[DATA LISTING — start]

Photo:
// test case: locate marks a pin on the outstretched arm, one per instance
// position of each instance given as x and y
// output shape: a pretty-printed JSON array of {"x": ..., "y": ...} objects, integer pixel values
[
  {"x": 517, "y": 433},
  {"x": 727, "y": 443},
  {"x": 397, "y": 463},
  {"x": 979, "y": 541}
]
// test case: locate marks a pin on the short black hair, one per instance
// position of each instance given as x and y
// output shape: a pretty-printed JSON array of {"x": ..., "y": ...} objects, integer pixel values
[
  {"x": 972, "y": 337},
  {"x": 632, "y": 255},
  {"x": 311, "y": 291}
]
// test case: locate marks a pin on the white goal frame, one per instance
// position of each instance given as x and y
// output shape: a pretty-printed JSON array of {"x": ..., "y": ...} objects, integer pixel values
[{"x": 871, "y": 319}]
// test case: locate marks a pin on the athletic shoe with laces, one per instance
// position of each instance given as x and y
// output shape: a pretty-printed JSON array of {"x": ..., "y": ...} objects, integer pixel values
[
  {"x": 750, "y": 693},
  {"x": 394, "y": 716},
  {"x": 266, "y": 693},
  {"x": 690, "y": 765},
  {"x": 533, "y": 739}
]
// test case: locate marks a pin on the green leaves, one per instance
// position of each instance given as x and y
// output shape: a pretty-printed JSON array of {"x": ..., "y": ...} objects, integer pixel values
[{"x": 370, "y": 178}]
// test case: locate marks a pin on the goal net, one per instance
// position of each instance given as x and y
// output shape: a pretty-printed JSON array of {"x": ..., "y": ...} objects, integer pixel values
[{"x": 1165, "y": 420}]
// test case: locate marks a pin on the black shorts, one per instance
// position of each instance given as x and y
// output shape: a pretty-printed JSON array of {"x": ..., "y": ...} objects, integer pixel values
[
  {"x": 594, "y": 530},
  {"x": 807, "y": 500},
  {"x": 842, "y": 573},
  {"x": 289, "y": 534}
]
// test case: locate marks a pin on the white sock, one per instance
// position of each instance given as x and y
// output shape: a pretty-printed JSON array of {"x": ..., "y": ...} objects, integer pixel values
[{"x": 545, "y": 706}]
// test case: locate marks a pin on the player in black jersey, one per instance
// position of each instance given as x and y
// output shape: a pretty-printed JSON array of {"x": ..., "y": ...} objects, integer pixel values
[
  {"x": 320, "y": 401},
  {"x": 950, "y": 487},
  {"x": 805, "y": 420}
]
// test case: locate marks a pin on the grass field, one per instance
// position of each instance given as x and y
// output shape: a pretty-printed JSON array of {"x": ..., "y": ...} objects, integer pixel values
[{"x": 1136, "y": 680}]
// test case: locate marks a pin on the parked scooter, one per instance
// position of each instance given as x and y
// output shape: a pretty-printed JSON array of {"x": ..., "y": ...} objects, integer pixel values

[DATA LISTING — finish]

**ABOUT THIS EXERCISE**
Retype the records above in full, exactly.

**RESULT OF THIS EXERCISE**
Photo:
// test case: locate marks a pin on the outstretched arm, one per instance
// position of each instance given as x and y
// output shape: a pretty-printed JSON array of {"x": ..., "y": ...} objects, integer pixel values
[
  {"x": 517, "y": 433},
  {"x": 727, "y": 443},
  {"x": 397, "y": 463},
  {"x": 979, "y": 541}
]
// test case: locate marks a pin on the short black hair, one per instance
// position of each instance given as x and y
// output shape: a pretty-printed JSON array of {"x": ..., "y": ...} objects, integer pixel values
[
  {"x": 972, "y": 337},
  {"x": 632, "y": 255},
  {"x": 311, "y": 291}
]
// test case: locate marks a pin on the white goal frame, one per instance
// position of each instance given as x and y
// output shape: a pretty-printed JSON array of {"x": ..., "y": ...} objects, integer pixel values
[{"x": 871, "y": 319}]
// test case: locate marks a pin on the athletic shoe with laces, one per instance
// position of each instance given as x and y
// output shape: a pretty-printed JSON array of {"x": ..., "y": ...} objects, integer pixel values
[
  {"x": 750, "y": 693},
  {"x": 394, "y": 716},
  {"x": 266, "y": 693},
  {"x": 690, "y": 765},
  {"x": 533, "y": 739}
]
// test case: locate marks a pin on the green leaves, one per instance
// position of each instance given as x and y
// output shape: a pretty-printed JSON array of {"x": ..., "y": ...} objects, integer pixel values
[{"x": 370, "y": 178}]
// test case: locate marks a pin on the goal net, one per instance
// position of each instance given as x and y
// output shape: a pretty-printed JSON array of {"x": ..., "y": ...} objects, integer pixel values
[{"x": 1165, "y": 420}]
// test case: locate marks a pin on the black shorts, one per instance
// position of each instance given as x and y
// output shape: a pretty-printed JSON array of {"x": ..., "y": ...} objects, integer pixel values
[
  {"x": 594, "y": 530},
  {"x": 807, "y": 500},
  {"x": 842, "y": 573},
  {"x": 289, "y": 534}
]
// test case: locate marks a pin on the white sock, one per instance
// position of each instance given as x and y
// output shape: a pretty-printed JSON array of {"x": ..., "y": ...} objects, integer pixel values
[{"x": 545, "y": 706}]
// test case: locate marks a pin on the player in black jersey, one per instance
// position of each instance given as x and y
// output shape: a pretty-printed JSON array of {"x": ..., "y": ...} objects, integer pixel values
[
  {"x": 320, "y": 401},
  {"x": 950, "y": 487},
  {"x": 805, "y": 420}
]
// test case: locate marks a pin on the grass field, one per instance
// position of each instance given as x and y
// output shape: a pretty-printed JSON array of {"x": ..., "y": ...} objects, integer pixel values
[{"x": 1136, "y": 680}]
// test case: locate marks a pin on the parked scooter, one per instance
// position of each instance given as x and y
// output shape: a pretty-printed JSON array of {"x": ..., "y": ...} objects, integer pixel values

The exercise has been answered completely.